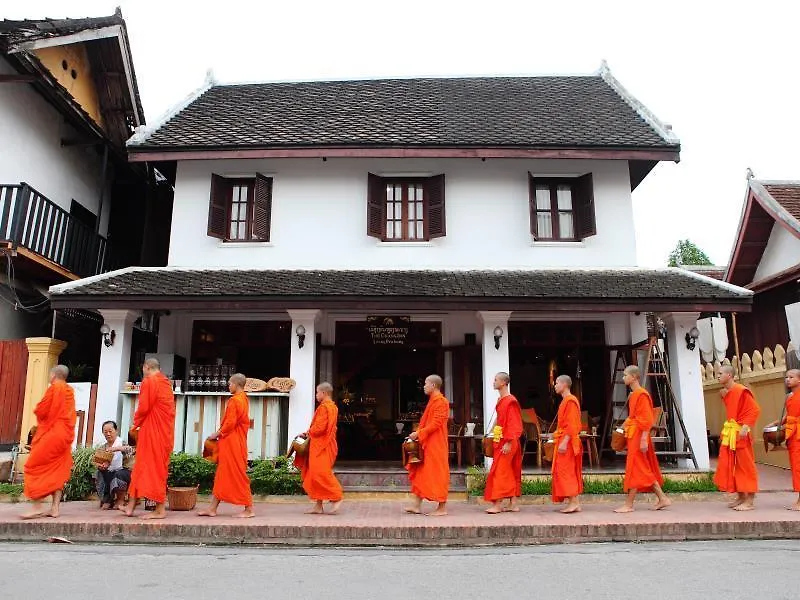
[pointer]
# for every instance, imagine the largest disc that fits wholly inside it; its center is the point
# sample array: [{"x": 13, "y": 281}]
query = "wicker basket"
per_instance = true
[
  {"x": 618, "y": 440},
  {"x": 181, "y": 498},
  {"x": 102, "y": 457}
]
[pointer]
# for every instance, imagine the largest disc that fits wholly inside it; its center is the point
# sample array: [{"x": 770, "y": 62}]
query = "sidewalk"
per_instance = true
[{"x": 383, "y": 523}]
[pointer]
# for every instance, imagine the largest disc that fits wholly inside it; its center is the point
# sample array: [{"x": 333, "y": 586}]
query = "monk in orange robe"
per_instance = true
[
  {"x": 736, "y": 468},
  {"x": 316, "y": 469},
  {"x": 642, "y": 473},
  {"x": 567, "y": 470},
  {"x": 430, "y": 479},
  {"x": 231, "y": 483},
  {"x": 792, "y": 422},
  {"x": 50, "y": 462},
  {"x": 155, "y": 419},
  {"x": 505, "y": 476}
]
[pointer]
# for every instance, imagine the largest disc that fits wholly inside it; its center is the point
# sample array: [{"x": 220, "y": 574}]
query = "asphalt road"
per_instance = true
[{"x": 702, "y": 570}]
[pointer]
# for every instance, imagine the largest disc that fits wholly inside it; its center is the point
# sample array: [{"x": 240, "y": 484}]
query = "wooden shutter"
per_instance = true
[
  {"x": 436, "y": 219},
  {"x": 262, "y": 208},
  {"x": 532, "y": 205},
  {"x": 376, "y": 206},
  {"x": 218, "y": 208},
  {"x": 583, "y": 203}
]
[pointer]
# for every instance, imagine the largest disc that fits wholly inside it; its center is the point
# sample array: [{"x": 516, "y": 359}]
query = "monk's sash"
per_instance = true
[
  {"x": 730, "y": 431},
  {"x": 792, "y": 428}
]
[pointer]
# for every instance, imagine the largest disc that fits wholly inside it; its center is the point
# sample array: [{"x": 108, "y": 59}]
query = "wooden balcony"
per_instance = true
[{"x": 47, "y": 237}]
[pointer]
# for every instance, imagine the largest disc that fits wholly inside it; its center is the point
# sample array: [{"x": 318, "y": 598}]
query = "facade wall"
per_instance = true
[
  {"x": 32, "y": 130},
  {"x": 782, "y": 252},
  {"x": 319, "y": 216}
]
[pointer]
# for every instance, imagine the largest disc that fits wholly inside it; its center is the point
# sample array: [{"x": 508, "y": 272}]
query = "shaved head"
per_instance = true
[
  {"x": 633, "y": 371},
  {"x": 59, "y": 372},
  {"x": 238, "y": 379}
]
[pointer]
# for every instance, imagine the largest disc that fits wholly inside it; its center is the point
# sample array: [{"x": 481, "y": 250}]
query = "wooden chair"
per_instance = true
[{"x": 455, "y": 435}]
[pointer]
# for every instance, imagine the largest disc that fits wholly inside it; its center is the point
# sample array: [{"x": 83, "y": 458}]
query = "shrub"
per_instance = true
[
  {"x": 14, "y": 490},
  {"x": 274, "y": 476},
  {"x": 188, "y": 470},
  {"x": 81, "y": 481}
]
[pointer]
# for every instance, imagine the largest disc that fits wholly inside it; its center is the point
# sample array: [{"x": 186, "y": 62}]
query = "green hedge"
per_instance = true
[{"x": 268, "y": 477}]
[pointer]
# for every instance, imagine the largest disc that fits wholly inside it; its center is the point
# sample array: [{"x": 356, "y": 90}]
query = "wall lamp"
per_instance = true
[
  {"x": 498, "y": 333},
  {"x": 691, "y": 338},
  {"x": 108, "y": 335}
]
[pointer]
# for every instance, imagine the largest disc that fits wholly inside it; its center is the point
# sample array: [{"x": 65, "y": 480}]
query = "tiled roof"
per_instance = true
[
  {"x": 787, "y": 195},
  {"x": 541, "y": 112},
  {"x": 629, "y": 285}
]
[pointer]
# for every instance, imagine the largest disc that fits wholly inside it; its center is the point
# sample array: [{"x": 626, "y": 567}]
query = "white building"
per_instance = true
[{"x": 370, "y": 233}]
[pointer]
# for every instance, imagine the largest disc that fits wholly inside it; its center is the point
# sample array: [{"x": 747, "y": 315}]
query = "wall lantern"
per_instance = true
[
  {"x": 108, "y": 335},
  {"x": 691, "y": 338},
  {"x": 498, "y": 333}
]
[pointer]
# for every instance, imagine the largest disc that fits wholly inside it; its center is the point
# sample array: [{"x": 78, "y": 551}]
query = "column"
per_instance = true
[
  {"x": 43, "y": 355},
  {"x": 684, "y": 366},
  {"x": 302, "y": 368},
  {"x": 114, "y": 367},
  {"x": 494, "y": 359}
]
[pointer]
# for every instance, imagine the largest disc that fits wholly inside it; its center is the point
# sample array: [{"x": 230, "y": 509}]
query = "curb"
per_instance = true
[{"x": 402, "y": 536}]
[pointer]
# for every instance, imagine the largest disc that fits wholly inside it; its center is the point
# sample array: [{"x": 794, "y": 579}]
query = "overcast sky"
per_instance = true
[{"x": 726, "y": 78}]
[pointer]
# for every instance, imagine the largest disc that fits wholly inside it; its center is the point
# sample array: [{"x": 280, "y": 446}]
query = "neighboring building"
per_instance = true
[
  {"x": 372, "y": 232},
  {"x": 71, "y": 205},
  {"x": 766, "y": 259}
]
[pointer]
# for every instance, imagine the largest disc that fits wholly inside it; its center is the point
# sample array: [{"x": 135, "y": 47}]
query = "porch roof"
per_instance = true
[{"x": 596, "y": 290}]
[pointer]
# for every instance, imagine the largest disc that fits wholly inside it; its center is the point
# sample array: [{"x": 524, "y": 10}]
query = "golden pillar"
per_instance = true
[{"x": 43, "y": 355}]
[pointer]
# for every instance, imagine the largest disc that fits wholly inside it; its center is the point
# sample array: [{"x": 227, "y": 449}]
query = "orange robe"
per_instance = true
[
  {"x": 568, "y": 467},
  {"x": 793, "y": 436},
  {"x": 50, "y": 462},
  {"x": 641, "y": 468},
  {"x": 231, "y": 483},
  {"x": 316, "y": 469},
  {"x": 736, "y": 468},
  {"x": 430, "y": 479},
  {"x": 505, "y": 476},
  {"x": 155, "y": 416}
]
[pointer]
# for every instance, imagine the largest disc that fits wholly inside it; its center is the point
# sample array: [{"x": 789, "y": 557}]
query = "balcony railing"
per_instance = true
[{"x": 29, "y": 220}]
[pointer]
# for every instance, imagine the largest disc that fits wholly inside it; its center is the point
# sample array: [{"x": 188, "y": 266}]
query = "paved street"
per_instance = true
[{"x": 702, "y": 570}]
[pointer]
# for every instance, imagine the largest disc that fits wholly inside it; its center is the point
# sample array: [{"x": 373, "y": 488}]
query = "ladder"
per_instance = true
[{"x": 657, "y": 374}]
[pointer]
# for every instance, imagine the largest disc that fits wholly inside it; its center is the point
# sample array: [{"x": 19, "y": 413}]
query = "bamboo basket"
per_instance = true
[{"x": 182, "y": 498}]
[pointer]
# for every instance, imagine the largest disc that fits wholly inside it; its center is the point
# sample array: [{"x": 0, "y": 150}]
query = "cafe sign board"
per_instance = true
[{"x": 388, "y": 331}]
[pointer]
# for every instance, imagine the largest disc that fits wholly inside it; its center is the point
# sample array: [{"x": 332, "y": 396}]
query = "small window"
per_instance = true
[
  {"x": 240, "y": 209},
  {"x": 405, "y": 209},
  {"x": 562, "y": 209}
]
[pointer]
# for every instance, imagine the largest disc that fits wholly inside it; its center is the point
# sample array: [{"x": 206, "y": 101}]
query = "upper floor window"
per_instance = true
[
  {"x": 405, "y": 209},
  {"x": 240, "y": 209},
  {"x": 562, "y": 209}
]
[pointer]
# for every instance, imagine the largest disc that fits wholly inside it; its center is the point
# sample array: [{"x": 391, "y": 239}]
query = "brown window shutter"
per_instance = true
[
  {"x": 532, "y": 205},
  {"x": 218, "y": 208},
  {"x": 583, "y": 202},
  {"x": 376, "y": 206},
  {"x": 262, "y": 208},
  {"x": 437, "y": 226}
]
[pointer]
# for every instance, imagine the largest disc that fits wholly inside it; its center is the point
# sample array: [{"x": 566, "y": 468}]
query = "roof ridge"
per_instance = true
[
  {"x": 661, "y": 128},
  {"x": 143, "y": 132}
]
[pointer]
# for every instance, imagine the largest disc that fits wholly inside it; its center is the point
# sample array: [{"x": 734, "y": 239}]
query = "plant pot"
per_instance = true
[{"x": 182, "y": 498}]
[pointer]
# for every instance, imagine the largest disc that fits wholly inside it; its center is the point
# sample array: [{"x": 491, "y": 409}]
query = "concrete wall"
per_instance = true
[
  {"x": 32, "y": 130},
  {"x": 764, "y": 374},
  {"x": 782, "y": 252},
  {"x": 319, "y": 216}
]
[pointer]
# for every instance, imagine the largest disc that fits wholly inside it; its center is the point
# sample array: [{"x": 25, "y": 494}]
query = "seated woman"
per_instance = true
[{"x": 113, "y": 478}]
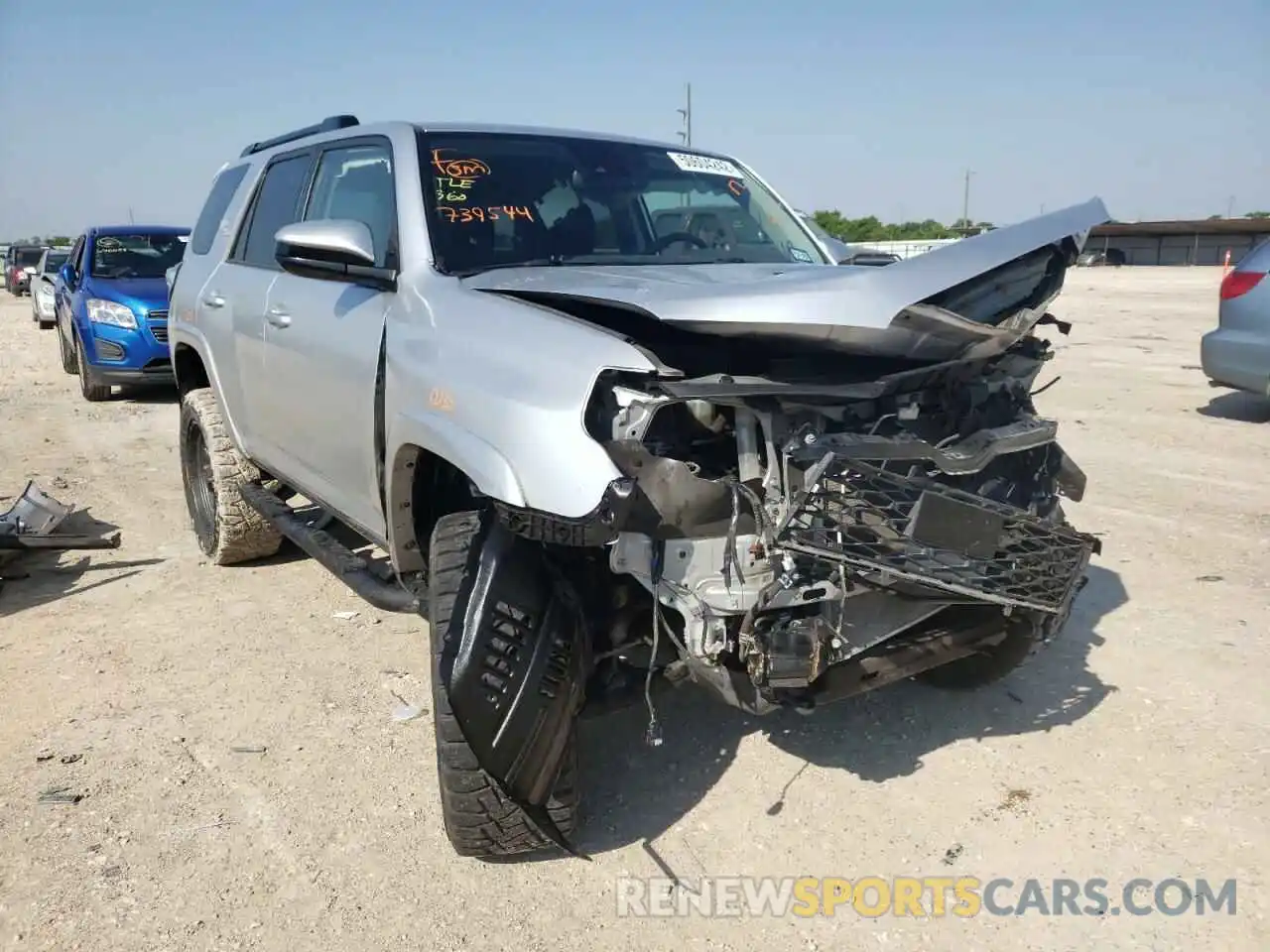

● **Given instruction**:
Identify every line of the records that contains the word "monk" and copy each of those lines.

● **Result of the exercise**:
query = "monk in orange robe"
query = "monk's sash"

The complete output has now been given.